- TASK TO COMPLETE
Reproduce the lines of the material below verbatim, starting at its first line and ending with the line that contains "xmin=428 ymin=368 xmax=698 ymax=471".

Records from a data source
——

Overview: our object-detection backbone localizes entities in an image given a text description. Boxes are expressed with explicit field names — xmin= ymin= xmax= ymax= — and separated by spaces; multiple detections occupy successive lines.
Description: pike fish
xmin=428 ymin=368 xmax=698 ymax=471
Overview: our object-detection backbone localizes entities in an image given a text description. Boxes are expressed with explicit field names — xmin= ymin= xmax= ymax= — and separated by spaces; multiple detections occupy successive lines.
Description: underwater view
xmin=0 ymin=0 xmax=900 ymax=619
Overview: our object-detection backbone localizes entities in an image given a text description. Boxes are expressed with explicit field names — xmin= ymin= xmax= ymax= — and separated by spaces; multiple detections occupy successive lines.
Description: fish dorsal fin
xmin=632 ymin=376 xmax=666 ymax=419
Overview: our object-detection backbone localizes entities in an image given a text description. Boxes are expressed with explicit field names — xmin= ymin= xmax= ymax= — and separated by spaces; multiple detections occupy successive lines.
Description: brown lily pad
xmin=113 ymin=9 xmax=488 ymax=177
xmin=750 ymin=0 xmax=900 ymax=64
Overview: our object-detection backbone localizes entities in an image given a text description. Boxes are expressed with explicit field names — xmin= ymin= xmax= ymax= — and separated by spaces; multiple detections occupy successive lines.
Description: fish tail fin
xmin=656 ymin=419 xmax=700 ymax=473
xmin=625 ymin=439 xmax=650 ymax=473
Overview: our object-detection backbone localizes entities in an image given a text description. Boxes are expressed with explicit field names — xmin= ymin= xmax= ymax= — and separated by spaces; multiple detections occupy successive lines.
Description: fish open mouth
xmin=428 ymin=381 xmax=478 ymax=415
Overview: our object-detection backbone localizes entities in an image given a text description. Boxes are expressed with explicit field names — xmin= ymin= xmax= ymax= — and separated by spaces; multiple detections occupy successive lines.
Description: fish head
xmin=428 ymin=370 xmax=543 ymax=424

——

- SOLUTION TO THIS PROBLEM
Overview: our object-detection backbone localizes entities in an image given a text description. Boxes are expressed with explicit field names — xmin= ymin= xmax= ymax= — and separated by spaces; multiple detections occupy successive lines.
Description: pike fish
xmin=428 ymin=368 xmax=698 ymax=471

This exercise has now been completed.